### Aim
Reproduce verbatim the passage of the SCons mailing-list thread that begins with the words "I'm a bit green" and ends with the words "thought were helpful.".

### Given text
################

I'm likewise, William, but I think that all users can add some value by wandering through the open issue list and seeing if we can improve things by clearing issues that are known to be resolved, testing old issues against current versions of SCons, etc. Dirk, I've started traipsing through the open bugs, looking for things I think already are fixed, or verifying if issues are still present, and commenting accordingly. At 4 issues a day it'd be 3 months before the open issues list has boiled down to nothing, but hopefully just keeping a downward trend on this for a period will feel worthwhile.

The roadmap is a high-level thing, and doesn't explain for example what triggered the 2.3.2 release, which I'm interested in understanding.

Cheers,
Andrew

P.S. on the homepage the links to the individual mailing lists point to the old Tigris ones. Can they point at the Mailman-based ones instead?

On Mon, 07 Jul 2014 02:48:39 +0100, William Blevins <wblevins...@gmail.com> wrote:

   I'm a bit green around the SCons code base, but I agree with Andrew
   that the Tigris bug tracking looks *scary* at a glance.  I would be
   willing to help if I know enough to be helpful.

   As a side note, I started to some discussions about Java toolchain
   issues and I will get back on those; got side-tracked with the
   performance conversations, but some profiles came out of it which I
   thought were helpful.

   V/R,
   William


   On Sun, Jul 6, 2014 at 5:19 PM, Dirk Bächle <tshor...@gmx.de
   <mailto:tshor...@gmx.de>> wrote:

       Andrew,


       On 06.07.2014 22:25, Andrew Featherstone wrote:

           Hi Dirk,

           Ok it's good to know where to be looking. For me the number
           of open issues gives a (false) negative impression that the
           project's development is stale. For me, P1 bugs are triaged
           as "is an issue which causes detrimental behaviour (e.g.
           deletes source code, compiles source code with different
           flags, misses changes in source code), and must be fixed in
           the next release". Only two of the P1 issues have been
           commented on in the past two years, and some have sat still
           since 2009! As I said, this is confusing at best to someone
           who wants to get a feel for the current status of an open
           source project.

       I can only agree. ;) That's why I started to do something about
       it...would you like to help?

################

### Record list
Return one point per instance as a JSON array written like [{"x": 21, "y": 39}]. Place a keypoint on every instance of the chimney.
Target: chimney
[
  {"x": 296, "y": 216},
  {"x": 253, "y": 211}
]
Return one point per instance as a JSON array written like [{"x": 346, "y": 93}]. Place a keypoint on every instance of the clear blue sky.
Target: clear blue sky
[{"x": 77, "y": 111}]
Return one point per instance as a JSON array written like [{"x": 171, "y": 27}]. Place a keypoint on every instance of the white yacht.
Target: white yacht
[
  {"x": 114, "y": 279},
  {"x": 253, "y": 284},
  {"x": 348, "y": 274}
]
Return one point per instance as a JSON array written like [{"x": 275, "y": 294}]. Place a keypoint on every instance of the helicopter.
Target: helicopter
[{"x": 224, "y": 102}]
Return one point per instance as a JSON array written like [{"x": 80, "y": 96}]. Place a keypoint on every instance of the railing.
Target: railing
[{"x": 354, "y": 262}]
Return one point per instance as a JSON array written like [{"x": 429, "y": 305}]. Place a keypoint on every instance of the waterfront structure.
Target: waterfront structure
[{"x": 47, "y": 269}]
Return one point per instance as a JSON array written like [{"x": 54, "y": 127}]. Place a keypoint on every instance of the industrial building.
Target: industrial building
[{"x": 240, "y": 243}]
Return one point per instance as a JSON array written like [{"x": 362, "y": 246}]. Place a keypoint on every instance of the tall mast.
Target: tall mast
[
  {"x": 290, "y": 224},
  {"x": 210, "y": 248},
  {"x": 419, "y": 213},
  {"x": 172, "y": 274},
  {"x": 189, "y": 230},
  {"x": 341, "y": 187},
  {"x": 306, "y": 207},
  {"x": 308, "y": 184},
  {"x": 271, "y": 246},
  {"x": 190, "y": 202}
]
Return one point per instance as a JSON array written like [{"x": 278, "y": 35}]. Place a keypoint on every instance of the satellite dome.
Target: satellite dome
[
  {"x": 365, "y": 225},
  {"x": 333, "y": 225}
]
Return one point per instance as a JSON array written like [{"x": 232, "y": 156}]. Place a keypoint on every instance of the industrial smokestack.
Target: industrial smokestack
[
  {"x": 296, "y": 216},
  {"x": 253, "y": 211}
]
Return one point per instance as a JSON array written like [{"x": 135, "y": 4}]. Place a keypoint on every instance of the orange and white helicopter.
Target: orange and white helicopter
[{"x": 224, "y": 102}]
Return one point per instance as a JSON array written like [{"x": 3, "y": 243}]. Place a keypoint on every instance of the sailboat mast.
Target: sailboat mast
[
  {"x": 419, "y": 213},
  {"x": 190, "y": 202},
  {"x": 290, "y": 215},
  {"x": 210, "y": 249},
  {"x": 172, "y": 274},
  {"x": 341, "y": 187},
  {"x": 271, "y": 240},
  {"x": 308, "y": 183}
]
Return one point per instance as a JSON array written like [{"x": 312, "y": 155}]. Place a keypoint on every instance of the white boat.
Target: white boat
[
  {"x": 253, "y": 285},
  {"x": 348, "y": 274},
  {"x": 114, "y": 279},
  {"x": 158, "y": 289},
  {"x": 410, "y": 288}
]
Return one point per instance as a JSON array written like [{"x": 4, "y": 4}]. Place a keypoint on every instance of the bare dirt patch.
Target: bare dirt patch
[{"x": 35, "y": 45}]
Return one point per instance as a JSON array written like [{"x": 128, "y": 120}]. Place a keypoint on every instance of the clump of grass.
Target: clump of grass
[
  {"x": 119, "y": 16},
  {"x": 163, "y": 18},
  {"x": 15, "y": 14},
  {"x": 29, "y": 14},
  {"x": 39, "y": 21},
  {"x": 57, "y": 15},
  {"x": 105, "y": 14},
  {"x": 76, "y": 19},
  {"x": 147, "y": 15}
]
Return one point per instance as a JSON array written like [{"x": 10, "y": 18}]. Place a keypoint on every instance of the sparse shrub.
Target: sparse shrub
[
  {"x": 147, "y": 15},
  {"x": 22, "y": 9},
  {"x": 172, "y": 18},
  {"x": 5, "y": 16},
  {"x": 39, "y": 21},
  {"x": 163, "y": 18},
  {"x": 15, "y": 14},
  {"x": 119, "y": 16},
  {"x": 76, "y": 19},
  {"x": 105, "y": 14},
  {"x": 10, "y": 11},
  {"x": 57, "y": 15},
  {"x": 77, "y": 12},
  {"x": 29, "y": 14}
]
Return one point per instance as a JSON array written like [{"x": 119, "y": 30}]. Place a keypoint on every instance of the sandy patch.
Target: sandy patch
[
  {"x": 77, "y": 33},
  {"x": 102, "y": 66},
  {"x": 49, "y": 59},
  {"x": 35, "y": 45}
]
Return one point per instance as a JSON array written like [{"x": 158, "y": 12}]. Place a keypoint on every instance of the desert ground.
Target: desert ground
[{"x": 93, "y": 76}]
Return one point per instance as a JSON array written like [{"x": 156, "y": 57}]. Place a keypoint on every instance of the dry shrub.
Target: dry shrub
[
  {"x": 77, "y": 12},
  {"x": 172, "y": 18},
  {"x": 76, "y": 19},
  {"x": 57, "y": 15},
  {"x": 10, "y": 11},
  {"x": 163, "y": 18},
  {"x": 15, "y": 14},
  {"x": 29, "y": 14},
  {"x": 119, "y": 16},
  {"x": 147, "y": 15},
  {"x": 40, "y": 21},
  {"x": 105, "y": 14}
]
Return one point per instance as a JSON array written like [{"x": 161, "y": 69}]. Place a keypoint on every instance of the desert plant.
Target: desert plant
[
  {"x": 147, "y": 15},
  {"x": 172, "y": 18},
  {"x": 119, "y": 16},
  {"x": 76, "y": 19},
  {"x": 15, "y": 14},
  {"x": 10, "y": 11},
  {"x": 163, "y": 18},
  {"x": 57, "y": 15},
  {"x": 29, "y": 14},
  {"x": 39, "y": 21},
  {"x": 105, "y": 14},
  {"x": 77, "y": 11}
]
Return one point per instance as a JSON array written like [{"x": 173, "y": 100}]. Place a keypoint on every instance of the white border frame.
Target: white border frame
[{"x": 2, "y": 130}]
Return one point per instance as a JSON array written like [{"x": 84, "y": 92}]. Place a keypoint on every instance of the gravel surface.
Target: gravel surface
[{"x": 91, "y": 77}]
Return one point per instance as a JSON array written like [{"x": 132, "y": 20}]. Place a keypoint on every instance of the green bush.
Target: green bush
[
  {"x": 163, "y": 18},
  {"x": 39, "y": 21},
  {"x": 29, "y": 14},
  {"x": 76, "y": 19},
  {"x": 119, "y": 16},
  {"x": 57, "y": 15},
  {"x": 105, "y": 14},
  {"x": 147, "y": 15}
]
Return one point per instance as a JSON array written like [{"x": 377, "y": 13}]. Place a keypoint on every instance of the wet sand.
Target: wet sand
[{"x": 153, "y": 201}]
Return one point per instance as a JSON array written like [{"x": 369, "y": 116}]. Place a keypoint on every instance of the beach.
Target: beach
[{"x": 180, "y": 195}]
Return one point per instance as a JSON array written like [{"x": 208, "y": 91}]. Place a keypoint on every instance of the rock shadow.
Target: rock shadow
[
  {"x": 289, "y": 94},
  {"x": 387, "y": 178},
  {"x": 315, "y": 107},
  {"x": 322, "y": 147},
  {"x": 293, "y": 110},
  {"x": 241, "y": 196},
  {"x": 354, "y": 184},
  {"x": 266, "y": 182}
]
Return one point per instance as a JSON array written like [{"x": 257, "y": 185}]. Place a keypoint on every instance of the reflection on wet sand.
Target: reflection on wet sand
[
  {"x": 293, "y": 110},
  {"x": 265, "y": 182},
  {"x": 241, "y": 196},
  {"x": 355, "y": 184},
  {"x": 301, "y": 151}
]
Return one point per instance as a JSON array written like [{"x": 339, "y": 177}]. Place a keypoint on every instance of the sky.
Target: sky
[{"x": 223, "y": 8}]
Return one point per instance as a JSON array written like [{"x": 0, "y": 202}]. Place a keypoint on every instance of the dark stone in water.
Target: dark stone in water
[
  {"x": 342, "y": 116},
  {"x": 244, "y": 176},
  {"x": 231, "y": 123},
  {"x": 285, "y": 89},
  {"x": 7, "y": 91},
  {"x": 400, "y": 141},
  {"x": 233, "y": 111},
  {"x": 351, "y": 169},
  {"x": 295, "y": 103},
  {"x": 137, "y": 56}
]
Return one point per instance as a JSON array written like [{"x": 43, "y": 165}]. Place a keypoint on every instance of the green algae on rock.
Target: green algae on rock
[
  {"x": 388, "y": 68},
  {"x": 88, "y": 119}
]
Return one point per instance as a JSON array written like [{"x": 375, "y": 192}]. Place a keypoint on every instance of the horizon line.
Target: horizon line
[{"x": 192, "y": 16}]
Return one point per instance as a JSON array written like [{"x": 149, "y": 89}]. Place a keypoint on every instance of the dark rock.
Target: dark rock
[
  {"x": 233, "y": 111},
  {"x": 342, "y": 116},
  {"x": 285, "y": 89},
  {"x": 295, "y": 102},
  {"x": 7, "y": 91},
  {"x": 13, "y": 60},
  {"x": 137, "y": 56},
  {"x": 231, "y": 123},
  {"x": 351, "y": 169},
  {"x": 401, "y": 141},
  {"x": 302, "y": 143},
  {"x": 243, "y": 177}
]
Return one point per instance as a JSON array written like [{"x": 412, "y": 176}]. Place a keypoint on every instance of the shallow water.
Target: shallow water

################

### Final answer
I'm a bit green around the SCons code base, but I agree with Andrew
   that the Tigris bug tracking looks *scary* at a glance.  I would be
   willing to help if I know enough to be helpful.

   As a side note, I started to some discussions about Java toolchain
   issues and I will get back on those; got side-tracked with the
   performance conversations, but some profiles came out of it which I
   thought were helpful.